** SOURCE INFORMATION **
************
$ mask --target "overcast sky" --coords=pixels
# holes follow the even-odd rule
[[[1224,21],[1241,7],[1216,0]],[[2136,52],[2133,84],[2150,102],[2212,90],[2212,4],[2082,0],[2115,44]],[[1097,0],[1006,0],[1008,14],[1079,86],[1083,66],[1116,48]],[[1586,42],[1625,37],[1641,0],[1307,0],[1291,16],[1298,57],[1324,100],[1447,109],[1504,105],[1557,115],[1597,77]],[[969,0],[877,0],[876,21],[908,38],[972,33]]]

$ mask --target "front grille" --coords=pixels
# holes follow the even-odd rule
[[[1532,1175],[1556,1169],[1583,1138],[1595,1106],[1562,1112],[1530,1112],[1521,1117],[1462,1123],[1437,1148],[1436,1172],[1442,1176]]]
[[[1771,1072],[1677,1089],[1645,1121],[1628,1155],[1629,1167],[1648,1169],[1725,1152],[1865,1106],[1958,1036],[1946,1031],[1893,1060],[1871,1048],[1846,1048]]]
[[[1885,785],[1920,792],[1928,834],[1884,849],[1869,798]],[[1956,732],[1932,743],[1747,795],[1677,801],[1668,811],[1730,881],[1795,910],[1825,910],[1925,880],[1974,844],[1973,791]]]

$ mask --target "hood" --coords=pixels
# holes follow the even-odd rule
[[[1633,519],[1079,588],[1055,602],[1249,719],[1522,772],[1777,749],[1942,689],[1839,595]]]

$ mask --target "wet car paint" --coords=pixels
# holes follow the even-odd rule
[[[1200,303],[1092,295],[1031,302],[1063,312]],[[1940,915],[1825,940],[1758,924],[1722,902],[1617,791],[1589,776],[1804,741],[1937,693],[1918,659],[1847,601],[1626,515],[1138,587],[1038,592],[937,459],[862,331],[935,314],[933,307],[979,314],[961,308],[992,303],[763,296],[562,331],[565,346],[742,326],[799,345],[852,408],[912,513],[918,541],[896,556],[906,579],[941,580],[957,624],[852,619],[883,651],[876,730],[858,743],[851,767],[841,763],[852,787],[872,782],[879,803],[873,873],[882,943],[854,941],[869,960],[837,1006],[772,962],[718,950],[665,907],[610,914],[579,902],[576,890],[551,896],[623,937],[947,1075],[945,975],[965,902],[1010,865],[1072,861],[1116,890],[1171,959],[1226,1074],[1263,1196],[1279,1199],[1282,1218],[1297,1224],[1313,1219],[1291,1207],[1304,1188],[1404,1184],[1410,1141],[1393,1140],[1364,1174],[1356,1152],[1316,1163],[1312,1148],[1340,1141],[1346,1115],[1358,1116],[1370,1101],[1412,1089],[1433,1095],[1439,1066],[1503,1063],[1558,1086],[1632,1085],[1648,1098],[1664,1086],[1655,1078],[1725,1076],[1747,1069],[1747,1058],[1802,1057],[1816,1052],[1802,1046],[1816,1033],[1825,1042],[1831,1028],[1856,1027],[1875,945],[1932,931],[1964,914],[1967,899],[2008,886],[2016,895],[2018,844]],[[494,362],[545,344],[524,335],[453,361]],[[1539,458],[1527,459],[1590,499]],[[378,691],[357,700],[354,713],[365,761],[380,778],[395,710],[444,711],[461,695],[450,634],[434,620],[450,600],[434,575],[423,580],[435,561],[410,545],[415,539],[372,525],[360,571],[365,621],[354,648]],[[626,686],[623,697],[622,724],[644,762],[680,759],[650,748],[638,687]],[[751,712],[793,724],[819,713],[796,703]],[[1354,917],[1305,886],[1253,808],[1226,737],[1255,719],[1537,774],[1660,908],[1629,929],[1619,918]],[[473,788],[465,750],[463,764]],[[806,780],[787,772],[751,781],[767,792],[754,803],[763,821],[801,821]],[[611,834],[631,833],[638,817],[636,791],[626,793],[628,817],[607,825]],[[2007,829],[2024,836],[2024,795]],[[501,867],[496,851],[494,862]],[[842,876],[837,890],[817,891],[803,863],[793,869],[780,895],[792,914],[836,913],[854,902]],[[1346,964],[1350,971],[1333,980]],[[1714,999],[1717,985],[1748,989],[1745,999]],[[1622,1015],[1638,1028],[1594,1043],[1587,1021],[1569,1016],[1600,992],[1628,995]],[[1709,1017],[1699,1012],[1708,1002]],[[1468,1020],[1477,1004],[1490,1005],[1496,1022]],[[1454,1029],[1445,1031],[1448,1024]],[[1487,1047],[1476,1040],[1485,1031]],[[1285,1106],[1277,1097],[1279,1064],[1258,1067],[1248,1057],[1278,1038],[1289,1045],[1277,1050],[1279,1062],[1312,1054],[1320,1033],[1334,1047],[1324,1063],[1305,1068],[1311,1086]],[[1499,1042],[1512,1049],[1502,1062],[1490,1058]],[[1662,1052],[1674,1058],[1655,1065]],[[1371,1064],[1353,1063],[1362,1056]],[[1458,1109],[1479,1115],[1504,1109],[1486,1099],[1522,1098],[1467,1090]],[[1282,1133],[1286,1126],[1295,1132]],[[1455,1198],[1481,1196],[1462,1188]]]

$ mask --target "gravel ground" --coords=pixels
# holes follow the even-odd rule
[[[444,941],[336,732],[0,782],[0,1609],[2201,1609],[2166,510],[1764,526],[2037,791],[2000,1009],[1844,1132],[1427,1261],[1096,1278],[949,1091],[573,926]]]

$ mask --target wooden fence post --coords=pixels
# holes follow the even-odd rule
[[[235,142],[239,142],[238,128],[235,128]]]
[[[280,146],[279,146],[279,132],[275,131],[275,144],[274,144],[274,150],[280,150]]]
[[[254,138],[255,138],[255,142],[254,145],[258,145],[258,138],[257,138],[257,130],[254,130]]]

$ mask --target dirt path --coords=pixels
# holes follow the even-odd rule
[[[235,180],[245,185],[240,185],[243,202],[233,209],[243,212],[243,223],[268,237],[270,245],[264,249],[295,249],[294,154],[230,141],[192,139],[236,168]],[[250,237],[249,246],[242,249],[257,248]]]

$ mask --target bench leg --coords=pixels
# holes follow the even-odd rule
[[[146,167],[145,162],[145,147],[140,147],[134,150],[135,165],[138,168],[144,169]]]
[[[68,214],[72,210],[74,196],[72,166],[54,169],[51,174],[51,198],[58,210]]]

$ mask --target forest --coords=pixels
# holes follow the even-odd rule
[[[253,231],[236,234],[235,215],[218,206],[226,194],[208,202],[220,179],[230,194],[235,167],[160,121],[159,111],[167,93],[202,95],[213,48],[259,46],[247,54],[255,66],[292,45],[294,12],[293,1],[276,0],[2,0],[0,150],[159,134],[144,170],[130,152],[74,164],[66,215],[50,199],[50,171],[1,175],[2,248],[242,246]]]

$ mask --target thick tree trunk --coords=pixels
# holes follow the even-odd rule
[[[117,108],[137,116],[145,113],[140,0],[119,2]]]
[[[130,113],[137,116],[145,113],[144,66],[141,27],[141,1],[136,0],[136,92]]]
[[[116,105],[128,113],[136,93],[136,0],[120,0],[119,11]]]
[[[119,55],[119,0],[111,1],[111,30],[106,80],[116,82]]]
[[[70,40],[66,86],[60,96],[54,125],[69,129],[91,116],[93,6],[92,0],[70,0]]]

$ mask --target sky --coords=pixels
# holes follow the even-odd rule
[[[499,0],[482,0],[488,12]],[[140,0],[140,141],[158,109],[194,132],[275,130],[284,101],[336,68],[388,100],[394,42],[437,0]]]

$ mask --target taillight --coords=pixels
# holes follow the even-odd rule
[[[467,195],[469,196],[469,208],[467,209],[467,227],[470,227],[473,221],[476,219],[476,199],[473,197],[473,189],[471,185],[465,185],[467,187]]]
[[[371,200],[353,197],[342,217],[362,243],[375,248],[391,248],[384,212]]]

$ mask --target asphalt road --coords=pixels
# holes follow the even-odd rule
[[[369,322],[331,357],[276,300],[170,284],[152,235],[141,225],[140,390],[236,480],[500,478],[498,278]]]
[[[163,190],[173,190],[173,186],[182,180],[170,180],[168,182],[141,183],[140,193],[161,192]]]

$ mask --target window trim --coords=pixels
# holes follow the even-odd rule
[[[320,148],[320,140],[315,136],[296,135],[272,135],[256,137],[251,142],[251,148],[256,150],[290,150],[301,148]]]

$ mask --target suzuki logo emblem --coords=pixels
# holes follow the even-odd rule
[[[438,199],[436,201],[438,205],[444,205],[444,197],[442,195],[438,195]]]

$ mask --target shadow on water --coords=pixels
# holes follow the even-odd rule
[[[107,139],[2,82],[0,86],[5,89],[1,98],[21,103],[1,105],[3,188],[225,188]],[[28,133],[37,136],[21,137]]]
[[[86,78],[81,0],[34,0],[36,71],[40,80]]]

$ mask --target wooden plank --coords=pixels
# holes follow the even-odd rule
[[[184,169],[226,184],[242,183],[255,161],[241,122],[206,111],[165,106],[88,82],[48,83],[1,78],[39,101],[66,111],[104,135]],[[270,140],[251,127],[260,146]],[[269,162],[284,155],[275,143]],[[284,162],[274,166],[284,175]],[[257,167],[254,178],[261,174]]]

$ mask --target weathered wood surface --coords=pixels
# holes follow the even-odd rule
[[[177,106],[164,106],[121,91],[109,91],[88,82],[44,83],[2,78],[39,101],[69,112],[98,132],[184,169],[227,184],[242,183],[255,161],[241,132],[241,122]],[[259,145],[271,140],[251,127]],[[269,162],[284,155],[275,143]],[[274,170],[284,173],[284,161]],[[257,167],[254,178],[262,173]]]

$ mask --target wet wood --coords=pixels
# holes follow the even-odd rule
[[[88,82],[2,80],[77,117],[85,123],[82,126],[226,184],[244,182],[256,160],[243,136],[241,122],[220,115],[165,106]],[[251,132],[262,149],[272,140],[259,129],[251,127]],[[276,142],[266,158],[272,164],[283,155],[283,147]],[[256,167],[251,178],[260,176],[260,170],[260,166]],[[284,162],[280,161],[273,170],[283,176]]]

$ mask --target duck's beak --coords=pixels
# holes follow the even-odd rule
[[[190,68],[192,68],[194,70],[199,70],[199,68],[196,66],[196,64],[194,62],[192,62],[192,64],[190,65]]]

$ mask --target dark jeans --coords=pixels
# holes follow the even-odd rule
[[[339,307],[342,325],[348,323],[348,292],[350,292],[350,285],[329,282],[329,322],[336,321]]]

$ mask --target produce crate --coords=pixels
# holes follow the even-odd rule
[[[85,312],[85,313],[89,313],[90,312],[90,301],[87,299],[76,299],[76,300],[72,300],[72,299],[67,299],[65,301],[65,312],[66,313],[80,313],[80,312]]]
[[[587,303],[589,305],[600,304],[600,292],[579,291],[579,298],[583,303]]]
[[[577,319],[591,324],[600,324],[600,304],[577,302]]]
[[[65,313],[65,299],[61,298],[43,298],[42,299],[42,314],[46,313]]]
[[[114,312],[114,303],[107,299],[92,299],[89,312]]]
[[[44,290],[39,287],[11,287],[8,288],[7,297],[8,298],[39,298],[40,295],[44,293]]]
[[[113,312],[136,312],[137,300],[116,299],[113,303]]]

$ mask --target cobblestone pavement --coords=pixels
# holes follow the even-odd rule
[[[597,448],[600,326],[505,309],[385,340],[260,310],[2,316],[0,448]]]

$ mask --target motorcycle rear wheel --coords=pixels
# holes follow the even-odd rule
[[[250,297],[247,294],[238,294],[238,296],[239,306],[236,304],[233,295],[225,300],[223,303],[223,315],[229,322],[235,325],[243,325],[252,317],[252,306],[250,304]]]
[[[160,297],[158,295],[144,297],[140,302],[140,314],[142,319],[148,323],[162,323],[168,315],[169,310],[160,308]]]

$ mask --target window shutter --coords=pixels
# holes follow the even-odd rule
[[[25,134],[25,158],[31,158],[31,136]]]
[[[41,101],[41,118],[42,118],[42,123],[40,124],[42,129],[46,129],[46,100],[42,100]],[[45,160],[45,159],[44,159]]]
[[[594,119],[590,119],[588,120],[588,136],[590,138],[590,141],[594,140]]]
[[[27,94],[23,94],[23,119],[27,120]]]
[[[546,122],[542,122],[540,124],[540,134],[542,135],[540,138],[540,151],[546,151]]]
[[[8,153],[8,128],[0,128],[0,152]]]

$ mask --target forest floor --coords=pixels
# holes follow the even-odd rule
************
** TASK INSTRUCTIONS **
Show the lines of the material that contain the word "forest".

** ANSWER SECTION **
$ mask --target forest --coords=pixels
$ mask --target forest floor --coords=pixels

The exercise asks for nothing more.